## [Document excerpt]
FEATURES
// WHAT LIVES INSIDE THE KERNEL
⚡ KERNEL & SCHEDULER

uBixOS is a monolithic kernel targeting i386 (IA-32). The scheduler uses a 32-level priority bitmap — a bitmask approach that makes "find the highest priority runnable task" a single bsf instruction. Scheduling is O(1) regardless of how many tasks are sleeping.

  • 32-level QoS priority bitmap (O(1) dequeue)
  • Real-time, interactive, and background tiers
  • Preemptive via PIT timer ISR
  • Per-task ring-0 kernel stacks (8 KiB each)
  • POSIX fork/exec with full address space clone
  • Process groups, session leader, tcsetpgrp
i386 monolithic PIT timer ISR bitmask O(1) QoS_REALTIME QoS_BACKGROUND

The same scheduler runs the interactive shell, the Doom game loop, and the background pageout daemon simultaneously — each at its own priority tier, none of them blocking the others.
🧠 VIRTUAL MEMORY (VMM)

The VMM has been overhauled from a flat array of VMAs to a red-black tree, matching the architecture of FreeBSD's vm_map and Linux's mm_struct. Every page fault, mmap, and munmap is now O(log n).

  • RB-tree VMA lookup (O(log n) mmap / munmap / page fault)
  • Demand-zero anonymous pages — mmap reserves, fault backs
  • Copy-on-write fork (COW pages)
  • Swap partition integration (64 MB, clock-algorithm eviction)

## [Given exercise 1]
According to the uBixOS feature overview, what data structure replaced the flat array of VMAs in the virtual memory manager?
## [Given exercise 2]
Write the next part of the uBixOS feature overview, picking up right after its last line.

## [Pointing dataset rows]

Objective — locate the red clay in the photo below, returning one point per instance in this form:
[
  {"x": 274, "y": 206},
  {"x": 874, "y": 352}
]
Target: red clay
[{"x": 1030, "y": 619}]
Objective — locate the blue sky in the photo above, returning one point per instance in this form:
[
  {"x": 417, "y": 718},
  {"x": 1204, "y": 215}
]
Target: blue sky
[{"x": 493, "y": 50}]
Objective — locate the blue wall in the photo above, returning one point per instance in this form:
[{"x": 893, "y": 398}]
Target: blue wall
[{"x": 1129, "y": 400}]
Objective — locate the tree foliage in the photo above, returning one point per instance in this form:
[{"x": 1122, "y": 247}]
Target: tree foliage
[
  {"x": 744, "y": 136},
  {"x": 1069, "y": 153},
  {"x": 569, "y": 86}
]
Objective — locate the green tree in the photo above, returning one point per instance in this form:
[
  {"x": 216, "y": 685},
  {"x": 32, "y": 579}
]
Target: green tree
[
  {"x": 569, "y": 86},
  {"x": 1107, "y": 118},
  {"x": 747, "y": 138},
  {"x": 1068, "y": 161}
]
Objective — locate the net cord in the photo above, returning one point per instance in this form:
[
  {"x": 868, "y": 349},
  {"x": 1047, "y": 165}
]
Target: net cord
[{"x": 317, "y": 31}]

...

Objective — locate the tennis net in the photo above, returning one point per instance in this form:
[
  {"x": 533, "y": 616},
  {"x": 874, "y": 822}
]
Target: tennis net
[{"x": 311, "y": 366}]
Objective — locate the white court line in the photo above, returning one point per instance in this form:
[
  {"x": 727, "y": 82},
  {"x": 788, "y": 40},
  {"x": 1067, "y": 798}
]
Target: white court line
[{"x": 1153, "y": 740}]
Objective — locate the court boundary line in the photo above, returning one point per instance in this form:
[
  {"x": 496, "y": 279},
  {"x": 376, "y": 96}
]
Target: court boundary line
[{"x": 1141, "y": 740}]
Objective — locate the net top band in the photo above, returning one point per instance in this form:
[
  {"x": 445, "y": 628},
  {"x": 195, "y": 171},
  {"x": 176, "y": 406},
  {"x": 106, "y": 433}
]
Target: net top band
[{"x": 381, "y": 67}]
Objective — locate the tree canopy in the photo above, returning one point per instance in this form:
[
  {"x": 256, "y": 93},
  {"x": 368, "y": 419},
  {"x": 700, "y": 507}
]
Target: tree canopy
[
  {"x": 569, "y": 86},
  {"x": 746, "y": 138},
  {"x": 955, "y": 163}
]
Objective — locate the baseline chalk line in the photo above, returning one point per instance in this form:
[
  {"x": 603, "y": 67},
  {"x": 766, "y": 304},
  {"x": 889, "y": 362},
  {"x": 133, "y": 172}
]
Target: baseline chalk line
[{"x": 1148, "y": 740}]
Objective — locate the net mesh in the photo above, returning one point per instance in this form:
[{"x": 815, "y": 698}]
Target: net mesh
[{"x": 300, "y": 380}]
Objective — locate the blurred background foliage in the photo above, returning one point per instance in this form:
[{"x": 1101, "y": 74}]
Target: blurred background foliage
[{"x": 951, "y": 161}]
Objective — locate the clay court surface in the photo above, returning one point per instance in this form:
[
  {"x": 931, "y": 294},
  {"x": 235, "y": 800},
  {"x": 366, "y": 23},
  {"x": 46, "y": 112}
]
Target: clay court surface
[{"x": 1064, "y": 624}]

## [Answer 1]
A red-black tree.

## [Answer 2]
  • Background pageout daemon (polls every 100 ticks)
  • MAP_FIXED and MAP_ANON fully supported
rbtree.c intrusive RB tree vm_map_t embedded in kTask_t swap.c clock eviction pageout.c daemon

The pageout daemon wakes every 100 scheduler ticks, iterates the task list, switches CR3 per task, and evicts pages until free memory is above the high watermark — all without stopping the rest of the system.
📁 FILESYSTEM

uBixOS boots from FAT-formatted disk images and exposes a POSIX-compatible VFS layer. procfs provides runtime process introspection without a separate process.

  • FAT16/FAT32 read/write
  • VFS abstraction layer (vnode-based)
  • procfs — /proc/<pid>/status, maps, cmdline
  • IDE (ATA) and USB mass storage backends
  • 8.3 short names + LFN long filename support
procfs lets ps, top, and the shell read process state directly from the kernel through normal file reads — no extra syscall needed.
🔌 USB STACK

A hand-written UHCI host controller driver handles USB enumeration, descriptor parsing, and two device classes: HID keyboards and bulk mass storage (BBB protocol).

  • UHCI host controller driver
  • USB hub enumeration
  • HID keyboard class (interrupt transfers)
  • Mass storage class — BBB protocol over bulk endpoints
  • FAT filesystem on USB drives
UHCI spec HID class BBB bulk-only

Boot the OS, plug in a USB keyboard — it starts working. Plug in a USB flash drive — mount it and read files. All on a kernel written from scratch.
🔊 SOUND

The Intel AC97 audio codec driver uses DMA ring buffers to stream PCM audio without CPU intervention. Doom's music and sound effects play through the same driver.

  • Intel AC97 codec (ICH-compatible)
  • DMA ring buffer playback
  • 16-bit stereo PCM output
  • Doom SFX + music (OPL2 emu via libsound)
AC97 is the audio standard found on virtually every x86 PC from 1997 to 2007. Making it work means Doom's "At Doom's Gate" plays on real hardware.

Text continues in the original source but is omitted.